DOCUMENT PASSAGE -
If passed, the bill sponsored by Congress members Anna Eshoo and Jan Schakowsky and Senator Cory Booker – would usher in major changes to the way companies like Facebook and Google operate their digital ad business, which is the core of their financial might. It also concerns data brokers and their role in the targeted ad market.

We obtained a copy of the bill for you here.

The bill seeks to ban many forms of targeted advertising that are based on protected class information like race, gender, religion, and would also outlaw advertising relying on personal data acquired from data brokers.

But ad targeting itself wouldn’t be banned, since these companies could still carry it out if it was “contextual,” i.e., based on data collected by tracking users’ interaction with content and targeting them in this way.

Another exception is what’s referred to as broad location-based targeting to a recognized place like a municipality.

In a statement announcing the bill, Eshoo said that the surveillance advertising business model is “broken” (Google and Facebook will no doubt beg to differ.). Another of the bill’s sponsors, Jan Schakowsky, added that this type of business relies on mass collection of personal data that fuels it, and that targeted advertising is exploitative, making manipulation, discrimination, misinformation and extremism worse.

Collection entries:
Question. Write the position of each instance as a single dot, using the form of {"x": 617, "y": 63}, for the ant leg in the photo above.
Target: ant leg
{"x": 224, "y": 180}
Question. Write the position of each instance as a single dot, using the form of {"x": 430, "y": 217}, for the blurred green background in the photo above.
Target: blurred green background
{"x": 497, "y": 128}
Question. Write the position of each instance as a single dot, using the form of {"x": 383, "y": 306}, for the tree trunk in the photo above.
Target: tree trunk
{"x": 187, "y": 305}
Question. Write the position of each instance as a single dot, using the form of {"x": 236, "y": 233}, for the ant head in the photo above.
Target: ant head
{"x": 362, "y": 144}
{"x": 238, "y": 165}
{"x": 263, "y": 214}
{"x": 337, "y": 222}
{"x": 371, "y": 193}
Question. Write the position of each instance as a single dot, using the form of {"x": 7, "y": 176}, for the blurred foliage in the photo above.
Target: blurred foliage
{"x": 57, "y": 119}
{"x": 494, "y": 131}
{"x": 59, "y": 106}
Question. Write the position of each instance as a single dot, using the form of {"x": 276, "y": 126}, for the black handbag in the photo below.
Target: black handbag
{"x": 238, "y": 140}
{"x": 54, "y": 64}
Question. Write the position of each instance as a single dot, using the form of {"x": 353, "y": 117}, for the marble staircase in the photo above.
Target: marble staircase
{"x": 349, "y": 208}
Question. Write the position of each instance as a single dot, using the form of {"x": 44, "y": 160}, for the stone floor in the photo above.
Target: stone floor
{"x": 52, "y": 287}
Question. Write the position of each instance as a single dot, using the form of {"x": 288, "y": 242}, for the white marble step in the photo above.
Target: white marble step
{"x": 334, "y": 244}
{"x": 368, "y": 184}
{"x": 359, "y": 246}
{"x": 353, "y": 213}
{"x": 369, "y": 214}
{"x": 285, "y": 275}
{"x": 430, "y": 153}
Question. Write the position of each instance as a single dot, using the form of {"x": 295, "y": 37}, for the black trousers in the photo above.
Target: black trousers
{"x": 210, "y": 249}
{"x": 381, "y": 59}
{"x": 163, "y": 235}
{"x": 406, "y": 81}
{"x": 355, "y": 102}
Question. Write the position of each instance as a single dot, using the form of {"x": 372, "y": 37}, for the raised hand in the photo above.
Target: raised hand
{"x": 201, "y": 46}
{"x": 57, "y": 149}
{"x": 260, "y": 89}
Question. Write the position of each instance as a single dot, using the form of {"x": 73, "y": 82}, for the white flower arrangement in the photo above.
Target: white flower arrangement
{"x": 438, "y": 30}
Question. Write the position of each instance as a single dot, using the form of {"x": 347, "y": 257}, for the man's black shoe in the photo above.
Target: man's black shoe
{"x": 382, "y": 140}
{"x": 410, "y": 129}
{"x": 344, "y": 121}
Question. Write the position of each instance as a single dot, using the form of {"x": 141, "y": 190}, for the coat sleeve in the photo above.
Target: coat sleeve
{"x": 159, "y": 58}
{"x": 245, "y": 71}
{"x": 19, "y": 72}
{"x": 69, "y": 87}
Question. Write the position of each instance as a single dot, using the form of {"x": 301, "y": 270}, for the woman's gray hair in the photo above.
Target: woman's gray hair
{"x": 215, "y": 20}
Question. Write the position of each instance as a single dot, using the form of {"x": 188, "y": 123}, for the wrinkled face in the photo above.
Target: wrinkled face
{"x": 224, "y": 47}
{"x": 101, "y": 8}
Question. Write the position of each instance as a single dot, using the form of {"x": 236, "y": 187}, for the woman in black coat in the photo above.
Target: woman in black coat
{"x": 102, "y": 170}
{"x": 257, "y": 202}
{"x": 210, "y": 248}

EXERCISE SET -
a) According to the bill passage, what kind of location-based targeting would still be allowed?
b) Rewrite the bill passage between "The bill seeks" and "like a municipality.", inclusive, changing "municipality" to "city".
c) Pick up the passage on the targeted advertising bill from where it stops.

REPLIES -
a) Broad location-based targeting to a recognized place like a municipality.

b)
The bill seeks to ban many forms of targeted advertising that are based on protected class information like race, gender, religion, and would also outlaw advertising relying on personal data acquired from data brokers.

But ad targeting itself wouldn’t be banned, since these companies could still carry it out if it was “contextual,” i.e., based on data collected by tracking users’ interaction with content and targeting them in this way.

Another exception is what’s referred to as broad location-based targeting to a recognized place like a city.

c)
Schakowsky also spared a thought for user privacy concerns that have been present as long as the business model itself – and that means decades – to say that advertising based on mass-scale data harvesting “fundamentally violates people’s privacy in ways they would never choose if given a true choice.”

Schakowsky added that she is in favor of adopting comprehensive and bipartisan consumer data privacy laws, of which the bill introduced on Tuesday, if passed, would be one component.

According to Eshoo’s statement, organizations who have supported the bill include Accountable Tech, Ranking Digital Rights, Anti-Defamation League (ADL), Electronic Privacy Information Center (EPIC), and several others, while it has also been backed by four companies: DuckDuckGo, Neeva, Beeper, and Proton.